■ SET TASK ■
Please convert the stretch of the listing from its start through the line containing "M2 98L0 329L178" into a JSON list of strings, one string per line, leaving out blank lines.

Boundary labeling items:
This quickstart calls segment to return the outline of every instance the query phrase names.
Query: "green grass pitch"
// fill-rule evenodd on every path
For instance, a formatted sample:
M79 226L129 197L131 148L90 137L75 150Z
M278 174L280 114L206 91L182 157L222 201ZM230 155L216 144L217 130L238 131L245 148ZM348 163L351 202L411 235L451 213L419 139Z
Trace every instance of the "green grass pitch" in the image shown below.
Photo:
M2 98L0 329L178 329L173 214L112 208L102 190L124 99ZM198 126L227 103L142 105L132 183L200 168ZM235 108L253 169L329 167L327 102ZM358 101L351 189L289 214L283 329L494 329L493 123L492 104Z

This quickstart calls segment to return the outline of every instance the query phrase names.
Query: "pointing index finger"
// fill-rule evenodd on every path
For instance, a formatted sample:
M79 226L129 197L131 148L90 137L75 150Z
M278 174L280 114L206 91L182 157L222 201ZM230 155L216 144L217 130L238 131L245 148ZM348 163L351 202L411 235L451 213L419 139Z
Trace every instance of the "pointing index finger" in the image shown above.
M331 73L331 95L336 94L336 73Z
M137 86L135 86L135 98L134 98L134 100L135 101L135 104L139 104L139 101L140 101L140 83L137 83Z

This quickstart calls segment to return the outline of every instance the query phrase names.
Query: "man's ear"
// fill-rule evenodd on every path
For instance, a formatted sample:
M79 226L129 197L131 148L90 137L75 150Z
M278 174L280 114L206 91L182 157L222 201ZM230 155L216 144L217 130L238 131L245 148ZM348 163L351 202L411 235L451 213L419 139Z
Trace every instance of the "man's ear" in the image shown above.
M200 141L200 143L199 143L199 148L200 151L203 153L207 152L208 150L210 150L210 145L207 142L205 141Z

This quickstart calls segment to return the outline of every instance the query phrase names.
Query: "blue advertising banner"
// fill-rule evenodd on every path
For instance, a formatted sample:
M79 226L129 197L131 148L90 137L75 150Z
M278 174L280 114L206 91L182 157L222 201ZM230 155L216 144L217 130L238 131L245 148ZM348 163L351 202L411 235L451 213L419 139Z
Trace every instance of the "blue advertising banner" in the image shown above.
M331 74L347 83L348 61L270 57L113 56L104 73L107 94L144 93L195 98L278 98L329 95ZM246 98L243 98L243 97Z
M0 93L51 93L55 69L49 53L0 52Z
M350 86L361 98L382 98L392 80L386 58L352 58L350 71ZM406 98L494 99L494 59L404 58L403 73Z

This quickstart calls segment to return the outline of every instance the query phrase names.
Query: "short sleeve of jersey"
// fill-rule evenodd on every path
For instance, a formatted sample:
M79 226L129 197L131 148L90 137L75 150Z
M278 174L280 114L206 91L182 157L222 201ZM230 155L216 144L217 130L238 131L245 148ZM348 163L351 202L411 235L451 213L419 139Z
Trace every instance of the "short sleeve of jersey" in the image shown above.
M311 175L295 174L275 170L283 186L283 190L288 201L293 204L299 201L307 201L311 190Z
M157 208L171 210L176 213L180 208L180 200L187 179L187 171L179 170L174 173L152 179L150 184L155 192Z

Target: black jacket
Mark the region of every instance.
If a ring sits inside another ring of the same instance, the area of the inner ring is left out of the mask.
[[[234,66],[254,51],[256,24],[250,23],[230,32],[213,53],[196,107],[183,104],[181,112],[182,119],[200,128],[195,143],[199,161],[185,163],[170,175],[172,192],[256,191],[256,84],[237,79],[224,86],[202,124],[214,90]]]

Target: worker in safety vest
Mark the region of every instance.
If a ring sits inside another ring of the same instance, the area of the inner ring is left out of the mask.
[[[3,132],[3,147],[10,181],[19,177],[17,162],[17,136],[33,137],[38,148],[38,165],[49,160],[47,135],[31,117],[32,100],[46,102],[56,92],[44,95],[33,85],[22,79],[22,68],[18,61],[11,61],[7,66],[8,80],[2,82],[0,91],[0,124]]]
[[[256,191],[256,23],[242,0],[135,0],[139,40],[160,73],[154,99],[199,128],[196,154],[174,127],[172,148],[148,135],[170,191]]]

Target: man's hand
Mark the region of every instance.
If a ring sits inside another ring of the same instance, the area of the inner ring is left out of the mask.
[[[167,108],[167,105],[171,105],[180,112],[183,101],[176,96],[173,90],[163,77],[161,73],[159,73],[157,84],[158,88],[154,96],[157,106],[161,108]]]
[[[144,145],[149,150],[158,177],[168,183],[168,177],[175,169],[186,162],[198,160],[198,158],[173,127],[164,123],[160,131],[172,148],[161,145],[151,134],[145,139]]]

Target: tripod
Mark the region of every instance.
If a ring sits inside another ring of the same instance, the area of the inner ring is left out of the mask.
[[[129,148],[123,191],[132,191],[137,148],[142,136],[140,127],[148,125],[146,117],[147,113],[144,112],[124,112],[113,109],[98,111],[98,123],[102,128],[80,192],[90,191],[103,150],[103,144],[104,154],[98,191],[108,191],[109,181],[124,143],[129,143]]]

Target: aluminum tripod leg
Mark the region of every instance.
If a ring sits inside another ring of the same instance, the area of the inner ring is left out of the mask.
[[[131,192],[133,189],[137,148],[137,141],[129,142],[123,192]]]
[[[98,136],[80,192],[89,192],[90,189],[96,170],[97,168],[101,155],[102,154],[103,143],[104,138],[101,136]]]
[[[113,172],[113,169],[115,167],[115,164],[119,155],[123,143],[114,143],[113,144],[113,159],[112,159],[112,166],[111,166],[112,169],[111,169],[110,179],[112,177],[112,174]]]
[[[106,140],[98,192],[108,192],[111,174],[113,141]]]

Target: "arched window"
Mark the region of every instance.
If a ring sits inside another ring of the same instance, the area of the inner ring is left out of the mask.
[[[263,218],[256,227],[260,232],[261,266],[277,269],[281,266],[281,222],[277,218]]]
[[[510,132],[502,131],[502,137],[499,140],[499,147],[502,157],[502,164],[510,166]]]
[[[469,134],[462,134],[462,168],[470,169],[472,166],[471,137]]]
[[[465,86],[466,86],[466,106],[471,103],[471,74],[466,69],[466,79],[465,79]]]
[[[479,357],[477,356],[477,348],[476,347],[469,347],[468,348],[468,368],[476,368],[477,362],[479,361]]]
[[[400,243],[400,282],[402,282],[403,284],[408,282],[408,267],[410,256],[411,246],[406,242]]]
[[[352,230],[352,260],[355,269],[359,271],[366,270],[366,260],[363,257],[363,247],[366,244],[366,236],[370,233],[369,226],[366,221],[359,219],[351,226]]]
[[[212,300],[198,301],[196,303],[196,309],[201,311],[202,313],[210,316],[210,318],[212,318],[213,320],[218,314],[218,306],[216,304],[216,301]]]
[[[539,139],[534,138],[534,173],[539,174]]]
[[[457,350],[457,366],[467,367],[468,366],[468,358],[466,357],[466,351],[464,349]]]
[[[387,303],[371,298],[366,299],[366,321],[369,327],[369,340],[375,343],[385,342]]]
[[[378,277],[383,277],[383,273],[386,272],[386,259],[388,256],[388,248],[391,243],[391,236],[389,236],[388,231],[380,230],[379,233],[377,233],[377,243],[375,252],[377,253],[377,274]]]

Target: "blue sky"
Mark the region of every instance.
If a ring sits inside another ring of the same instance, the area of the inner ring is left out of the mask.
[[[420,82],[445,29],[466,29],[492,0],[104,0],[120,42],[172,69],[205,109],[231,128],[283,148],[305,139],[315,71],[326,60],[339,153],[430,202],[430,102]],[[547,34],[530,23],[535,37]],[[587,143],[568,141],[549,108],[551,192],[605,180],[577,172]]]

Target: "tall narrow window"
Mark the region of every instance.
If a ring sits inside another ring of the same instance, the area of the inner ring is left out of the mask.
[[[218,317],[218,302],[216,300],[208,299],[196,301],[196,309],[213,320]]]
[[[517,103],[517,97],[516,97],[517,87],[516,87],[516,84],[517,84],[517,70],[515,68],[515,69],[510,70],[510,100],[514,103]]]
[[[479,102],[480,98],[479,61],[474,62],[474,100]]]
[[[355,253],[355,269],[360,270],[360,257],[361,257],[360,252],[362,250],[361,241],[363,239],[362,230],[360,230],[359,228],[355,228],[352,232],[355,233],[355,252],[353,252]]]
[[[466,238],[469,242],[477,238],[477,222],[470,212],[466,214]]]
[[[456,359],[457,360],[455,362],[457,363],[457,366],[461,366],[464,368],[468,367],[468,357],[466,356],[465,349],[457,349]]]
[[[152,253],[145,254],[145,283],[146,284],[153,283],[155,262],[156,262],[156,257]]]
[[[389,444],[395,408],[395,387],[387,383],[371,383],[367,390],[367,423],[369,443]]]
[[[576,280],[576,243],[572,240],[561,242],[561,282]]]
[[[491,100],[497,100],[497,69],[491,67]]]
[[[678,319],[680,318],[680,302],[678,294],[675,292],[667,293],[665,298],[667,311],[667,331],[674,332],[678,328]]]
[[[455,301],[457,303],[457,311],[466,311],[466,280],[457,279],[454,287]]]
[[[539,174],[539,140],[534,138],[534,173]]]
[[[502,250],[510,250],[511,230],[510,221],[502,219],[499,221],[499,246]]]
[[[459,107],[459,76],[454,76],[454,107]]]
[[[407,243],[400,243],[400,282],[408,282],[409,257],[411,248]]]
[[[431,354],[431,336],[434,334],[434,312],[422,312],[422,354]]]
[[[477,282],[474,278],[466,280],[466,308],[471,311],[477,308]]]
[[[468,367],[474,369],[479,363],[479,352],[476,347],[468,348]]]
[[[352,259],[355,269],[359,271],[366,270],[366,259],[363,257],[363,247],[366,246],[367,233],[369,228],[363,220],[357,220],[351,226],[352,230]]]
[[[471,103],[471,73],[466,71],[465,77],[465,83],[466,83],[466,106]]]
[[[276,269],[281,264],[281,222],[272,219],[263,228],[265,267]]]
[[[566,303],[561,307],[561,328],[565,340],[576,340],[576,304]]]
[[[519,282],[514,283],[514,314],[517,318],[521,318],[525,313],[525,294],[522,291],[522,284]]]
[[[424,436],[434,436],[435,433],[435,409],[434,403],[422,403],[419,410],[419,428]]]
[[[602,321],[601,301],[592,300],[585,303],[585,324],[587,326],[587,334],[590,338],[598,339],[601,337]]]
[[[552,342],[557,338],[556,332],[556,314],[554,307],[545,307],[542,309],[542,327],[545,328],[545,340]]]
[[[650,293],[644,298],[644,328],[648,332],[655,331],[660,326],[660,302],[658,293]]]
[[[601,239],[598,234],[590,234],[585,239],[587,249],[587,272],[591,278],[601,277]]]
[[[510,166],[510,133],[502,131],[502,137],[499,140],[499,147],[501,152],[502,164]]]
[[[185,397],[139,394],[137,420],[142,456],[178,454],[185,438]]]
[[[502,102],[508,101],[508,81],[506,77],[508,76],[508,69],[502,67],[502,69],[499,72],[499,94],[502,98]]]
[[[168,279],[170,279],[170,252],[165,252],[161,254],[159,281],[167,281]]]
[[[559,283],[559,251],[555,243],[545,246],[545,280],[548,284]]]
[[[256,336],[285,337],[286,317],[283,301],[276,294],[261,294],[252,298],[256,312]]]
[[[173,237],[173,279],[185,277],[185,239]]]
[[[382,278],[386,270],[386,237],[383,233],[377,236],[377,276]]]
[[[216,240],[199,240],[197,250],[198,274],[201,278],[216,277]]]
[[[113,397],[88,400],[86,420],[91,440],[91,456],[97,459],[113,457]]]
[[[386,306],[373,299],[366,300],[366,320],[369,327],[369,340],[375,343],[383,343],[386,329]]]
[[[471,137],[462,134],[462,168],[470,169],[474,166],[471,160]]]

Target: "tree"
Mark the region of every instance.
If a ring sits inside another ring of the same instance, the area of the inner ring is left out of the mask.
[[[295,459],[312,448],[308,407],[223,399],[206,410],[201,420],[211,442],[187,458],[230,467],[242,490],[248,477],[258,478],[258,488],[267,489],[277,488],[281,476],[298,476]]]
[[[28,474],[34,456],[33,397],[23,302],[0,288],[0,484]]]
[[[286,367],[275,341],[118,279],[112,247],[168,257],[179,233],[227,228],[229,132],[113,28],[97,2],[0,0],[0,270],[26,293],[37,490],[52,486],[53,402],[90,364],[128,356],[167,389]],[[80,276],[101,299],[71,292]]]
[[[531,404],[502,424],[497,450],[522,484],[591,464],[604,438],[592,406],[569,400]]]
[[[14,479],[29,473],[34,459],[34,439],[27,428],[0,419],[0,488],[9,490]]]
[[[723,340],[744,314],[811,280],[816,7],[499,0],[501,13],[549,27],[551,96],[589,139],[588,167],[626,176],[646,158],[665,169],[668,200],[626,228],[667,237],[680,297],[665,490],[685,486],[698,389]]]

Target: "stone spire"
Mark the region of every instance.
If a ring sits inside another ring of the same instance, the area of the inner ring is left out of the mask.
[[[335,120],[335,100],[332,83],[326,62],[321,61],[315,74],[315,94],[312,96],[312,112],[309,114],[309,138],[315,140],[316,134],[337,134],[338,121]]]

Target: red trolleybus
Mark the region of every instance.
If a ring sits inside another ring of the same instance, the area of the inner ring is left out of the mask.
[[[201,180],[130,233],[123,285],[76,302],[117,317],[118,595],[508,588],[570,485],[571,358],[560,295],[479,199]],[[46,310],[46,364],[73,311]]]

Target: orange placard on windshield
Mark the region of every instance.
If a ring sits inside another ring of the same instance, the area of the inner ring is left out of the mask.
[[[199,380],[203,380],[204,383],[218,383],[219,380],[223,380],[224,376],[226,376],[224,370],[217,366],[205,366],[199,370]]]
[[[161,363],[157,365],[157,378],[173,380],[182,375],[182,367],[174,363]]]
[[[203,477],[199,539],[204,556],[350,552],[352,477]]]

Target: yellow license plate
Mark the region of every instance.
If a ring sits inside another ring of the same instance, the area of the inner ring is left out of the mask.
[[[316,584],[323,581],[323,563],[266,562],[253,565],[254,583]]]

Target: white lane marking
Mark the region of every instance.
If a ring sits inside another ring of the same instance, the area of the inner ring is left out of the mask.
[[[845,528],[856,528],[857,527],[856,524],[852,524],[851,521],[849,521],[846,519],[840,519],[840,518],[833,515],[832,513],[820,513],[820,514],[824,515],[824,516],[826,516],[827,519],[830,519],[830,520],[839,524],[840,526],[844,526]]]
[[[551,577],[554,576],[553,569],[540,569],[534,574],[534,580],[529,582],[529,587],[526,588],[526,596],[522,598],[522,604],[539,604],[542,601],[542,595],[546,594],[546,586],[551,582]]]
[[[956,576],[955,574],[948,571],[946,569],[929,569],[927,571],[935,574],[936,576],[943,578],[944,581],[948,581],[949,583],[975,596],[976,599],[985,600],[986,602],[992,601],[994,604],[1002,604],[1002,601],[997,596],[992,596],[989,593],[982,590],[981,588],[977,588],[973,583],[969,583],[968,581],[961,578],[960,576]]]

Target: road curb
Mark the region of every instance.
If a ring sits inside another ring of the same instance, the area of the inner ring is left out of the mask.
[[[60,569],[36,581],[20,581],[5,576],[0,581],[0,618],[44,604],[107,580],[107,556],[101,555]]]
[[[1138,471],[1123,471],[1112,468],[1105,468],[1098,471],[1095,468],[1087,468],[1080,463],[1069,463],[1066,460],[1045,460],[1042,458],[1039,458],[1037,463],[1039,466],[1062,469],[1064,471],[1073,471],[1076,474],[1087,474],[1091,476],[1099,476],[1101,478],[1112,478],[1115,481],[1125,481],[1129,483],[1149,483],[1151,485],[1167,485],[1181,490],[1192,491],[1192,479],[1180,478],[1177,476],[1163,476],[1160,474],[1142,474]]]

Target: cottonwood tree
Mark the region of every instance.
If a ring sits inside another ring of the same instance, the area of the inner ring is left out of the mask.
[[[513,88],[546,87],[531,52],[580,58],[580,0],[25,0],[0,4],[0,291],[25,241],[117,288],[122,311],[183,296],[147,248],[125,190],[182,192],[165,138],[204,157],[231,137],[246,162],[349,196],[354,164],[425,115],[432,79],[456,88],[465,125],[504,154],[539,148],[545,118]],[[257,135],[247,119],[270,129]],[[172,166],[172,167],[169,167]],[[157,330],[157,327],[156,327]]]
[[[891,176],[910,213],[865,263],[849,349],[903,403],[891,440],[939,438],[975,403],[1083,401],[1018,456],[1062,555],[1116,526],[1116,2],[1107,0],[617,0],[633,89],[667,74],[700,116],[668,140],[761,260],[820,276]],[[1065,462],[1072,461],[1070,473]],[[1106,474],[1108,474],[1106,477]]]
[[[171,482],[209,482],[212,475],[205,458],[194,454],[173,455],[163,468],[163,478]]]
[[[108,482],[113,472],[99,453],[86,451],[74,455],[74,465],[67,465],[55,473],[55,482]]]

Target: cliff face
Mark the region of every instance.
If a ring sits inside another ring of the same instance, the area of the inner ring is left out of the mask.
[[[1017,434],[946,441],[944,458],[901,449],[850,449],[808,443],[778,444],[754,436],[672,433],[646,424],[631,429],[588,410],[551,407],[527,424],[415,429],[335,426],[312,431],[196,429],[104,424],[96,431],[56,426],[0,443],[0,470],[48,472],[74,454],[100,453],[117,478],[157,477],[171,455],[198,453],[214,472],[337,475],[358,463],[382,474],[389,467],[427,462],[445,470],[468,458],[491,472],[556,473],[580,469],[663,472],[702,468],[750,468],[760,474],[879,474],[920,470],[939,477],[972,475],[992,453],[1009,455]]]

■ ANSWER FOR THIS EXERCISE ■
[
  "This quickstart calls segment to return the outline of every instance the query phrase names.",
  "Query: \"green grass pitch\"",
  "// fill-rule evenodd on every path",
  "For instance, a formatted sample:",
  "M79 226L129 197L131 148L90 137L75 150Z",
  "M278 174L280 114L206 91L182 157L222 201ZM230 155L216 144L217 130L238 131L245 148ZM348 163L351 202L411 235L451 213L419 139Z",
  "Trace every instance of the \"green grass pitch\" in the image shown below.",
  "Photo:",
  "M2 98L0 329L178 329L173 214L112 208L102 190L124 99ZM198 126L227 103L142 105L132 183L200 168ZM235 108L253 169L329 167L327 102ZM358 101L351 189L289 214L283 329L494 329L493 123L492 104Z"
]